Document extract |
══════════

Consistent with our observations, Choi et al. found that DL-based AI systems predominantly modified assessments for BI-RADS 3 and 4A classification while maintaining diagnostic stability for definitive benign (BI-RADS 2) or highly suspicious malignant (BI-RADS 4B-5) lesions. In cases of BI-RADS 3 or 4A lesions, for which it is difficult to determine whether a biopsy is needed, AI systems based on DL can enhance the diagnostic performance of radiologists, thus allowing them to formulate appropriate decisions concerning biopsy (21). Additionally, Ouyang et al. constructed a predictive model that combined DL techniques with relevant clinical factors to predict the classification of BI-RADS 4A-positive lesions in mammography. The model showed commendable diagnostic performance, with AUC values of 0.85, 0.82, and 0.84 for the training, validation, and external validation sets, respectively (22). This model may thus be a powerful tool in helping radiologists enhance diagnostic precision and reduce unnecessary biopsies in patients with BI-RADS 4A-positive lesions. In their study, Meng et al. found that the proportion of lesions downgraded by their proposed DL model was 90.73%, 84.76%, and 80.19% for BI-RADS categories 4A, 4B, and 4C, respectively, which could help reduce unnecessary biopsy rates for less experienced residents (20). In line with this, Zhao et al. reported that DL integration significantly enhanced residents’ diagnostic specificity (19.47–48.67% vs. 46.02–76.11%) and overall performance (AUC: 0.62–0.74 vs. 0.71–0.85; P<0.001), supporting its role as an adjunctive tool for residents to downgrade 4A lesions and reduce unnecessary biopsies (23). Consistent with these observations, our study revealed substantial improvements in junior radiologists’ performance when assisted by the DL model: the specificity increased from 0.63, 0.69, and 0.70 to 0.78, 0.79, and 0.81, respectively, while the AUC values improved from 0.57, 0.55, and 0.58 to 0.74, 0.77, and 0.77 (P<0.05), respectively. These results indicated that our DL model could enhance the accurate prediction of BI-RADS 3 and 4A lesions by junior radiologists, and may serve as an effective method to reducing missed diagnoses and unnecessary biopsies.

══════════

Source records:

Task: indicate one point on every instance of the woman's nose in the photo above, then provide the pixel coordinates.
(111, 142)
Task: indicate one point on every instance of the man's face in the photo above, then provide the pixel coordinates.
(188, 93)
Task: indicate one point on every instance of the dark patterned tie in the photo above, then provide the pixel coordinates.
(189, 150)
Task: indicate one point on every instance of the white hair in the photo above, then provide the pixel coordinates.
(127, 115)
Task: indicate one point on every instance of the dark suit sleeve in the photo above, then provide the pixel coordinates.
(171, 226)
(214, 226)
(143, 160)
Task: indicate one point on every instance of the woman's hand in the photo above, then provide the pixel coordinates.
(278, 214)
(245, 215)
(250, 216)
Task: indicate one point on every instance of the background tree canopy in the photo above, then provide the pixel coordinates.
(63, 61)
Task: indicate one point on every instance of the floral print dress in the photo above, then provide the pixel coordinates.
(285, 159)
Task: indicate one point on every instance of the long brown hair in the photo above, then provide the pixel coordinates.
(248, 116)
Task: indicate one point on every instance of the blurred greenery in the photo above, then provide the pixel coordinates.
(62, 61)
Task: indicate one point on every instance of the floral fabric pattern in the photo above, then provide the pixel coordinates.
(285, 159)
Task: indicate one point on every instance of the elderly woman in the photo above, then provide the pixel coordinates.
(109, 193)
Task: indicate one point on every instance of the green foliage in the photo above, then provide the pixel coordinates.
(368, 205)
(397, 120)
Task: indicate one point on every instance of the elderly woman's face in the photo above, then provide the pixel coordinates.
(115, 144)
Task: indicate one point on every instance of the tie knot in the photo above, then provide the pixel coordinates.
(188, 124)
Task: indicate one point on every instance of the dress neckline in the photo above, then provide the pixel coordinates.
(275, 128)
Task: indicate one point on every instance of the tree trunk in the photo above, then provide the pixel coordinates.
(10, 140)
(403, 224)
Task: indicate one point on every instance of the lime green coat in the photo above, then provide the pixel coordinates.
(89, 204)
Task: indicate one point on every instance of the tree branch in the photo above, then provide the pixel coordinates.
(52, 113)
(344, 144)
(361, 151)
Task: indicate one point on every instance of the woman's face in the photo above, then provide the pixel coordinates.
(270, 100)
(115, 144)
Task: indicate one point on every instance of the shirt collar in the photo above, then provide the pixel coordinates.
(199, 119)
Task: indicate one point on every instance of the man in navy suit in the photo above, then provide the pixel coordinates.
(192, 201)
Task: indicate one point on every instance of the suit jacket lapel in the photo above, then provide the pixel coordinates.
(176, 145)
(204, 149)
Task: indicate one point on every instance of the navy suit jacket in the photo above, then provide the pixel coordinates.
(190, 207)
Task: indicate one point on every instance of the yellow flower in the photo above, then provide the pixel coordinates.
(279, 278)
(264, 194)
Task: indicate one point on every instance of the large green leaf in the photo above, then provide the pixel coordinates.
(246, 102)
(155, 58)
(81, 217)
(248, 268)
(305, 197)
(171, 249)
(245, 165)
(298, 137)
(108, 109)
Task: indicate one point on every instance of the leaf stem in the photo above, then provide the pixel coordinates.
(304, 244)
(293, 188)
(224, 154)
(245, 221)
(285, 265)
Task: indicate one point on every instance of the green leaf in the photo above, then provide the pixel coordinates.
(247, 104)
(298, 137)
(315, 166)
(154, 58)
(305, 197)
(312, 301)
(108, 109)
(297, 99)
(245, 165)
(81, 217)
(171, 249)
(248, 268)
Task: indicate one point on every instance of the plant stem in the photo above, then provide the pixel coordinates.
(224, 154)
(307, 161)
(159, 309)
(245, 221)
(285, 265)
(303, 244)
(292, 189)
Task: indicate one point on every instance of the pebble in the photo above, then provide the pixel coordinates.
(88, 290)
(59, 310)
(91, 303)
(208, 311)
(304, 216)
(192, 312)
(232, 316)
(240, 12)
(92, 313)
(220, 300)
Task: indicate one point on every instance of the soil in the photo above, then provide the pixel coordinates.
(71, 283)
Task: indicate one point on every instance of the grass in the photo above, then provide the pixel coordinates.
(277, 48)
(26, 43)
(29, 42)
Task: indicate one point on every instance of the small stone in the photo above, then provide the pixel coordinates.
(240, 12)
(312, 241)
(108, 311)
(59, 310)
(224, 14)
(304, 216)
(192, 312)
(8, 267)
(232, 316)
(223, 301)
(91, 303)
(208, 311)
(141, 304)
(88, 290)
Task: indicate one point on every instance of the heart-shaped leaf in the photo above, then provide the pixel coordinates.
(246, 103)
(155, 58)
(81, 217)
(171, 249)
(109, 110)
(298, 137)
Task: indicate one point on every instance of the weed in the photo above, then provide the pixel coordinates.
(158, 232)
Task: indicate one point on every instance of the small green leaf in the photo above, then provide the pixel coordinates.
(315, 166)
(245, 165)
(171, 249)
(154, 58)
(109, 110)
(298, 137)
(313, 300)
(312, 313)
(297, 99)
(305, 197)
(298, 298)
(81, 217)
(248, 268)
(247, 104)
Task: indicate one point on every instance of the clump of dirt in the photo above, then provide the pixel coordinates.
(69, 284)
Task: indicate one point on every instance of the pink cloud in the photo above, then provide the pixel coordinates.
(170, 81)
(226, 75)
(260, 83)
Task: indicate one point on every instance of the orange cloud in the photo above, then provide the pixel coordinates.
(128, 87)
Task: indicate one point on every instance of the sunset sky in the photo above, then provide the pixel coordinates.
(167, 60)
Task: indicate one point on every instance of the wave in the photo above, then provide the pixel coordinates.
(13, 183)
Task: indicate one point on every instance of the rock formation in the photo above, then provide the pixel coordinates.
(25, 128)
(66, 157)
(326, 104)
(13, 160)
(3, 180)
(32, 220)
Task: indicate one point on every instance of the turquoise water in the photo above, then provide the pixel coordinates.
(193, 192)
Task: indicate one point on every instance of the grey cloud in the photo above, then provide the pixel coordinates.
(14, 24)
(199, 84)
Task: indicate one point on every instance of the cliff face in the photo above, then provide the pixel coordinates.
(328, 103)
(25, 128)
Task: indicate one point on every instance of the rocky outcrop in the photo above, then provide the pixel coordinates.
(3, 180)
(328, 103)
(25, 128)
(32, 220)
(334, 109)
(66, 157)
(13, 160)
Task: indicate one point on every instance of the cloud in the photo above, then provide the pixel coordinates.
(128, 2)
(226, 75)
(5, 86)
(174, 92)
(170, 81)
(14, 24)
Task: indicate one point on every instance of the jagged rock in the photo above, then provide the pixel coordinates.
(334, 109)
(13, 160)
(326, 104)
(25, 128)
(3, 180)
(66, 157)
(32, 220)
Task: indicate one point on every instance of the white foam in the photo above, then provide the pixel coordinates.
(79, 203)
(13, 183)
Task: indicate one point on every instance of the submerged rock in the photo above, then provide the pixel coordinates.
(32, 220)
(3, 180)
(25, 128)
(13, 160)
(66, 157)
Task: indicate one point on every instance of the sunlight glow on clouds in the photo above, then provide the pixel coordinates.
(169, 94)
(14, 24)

══════════

Exercise aim | In the excerpt on deep learning for BI-RADS assessment, what AUC values did the model built by Ouyang et al. achieve for the training, validation, and external validation sets?

Finished exercise | 0.85, 0.82, and 0.84, respectively.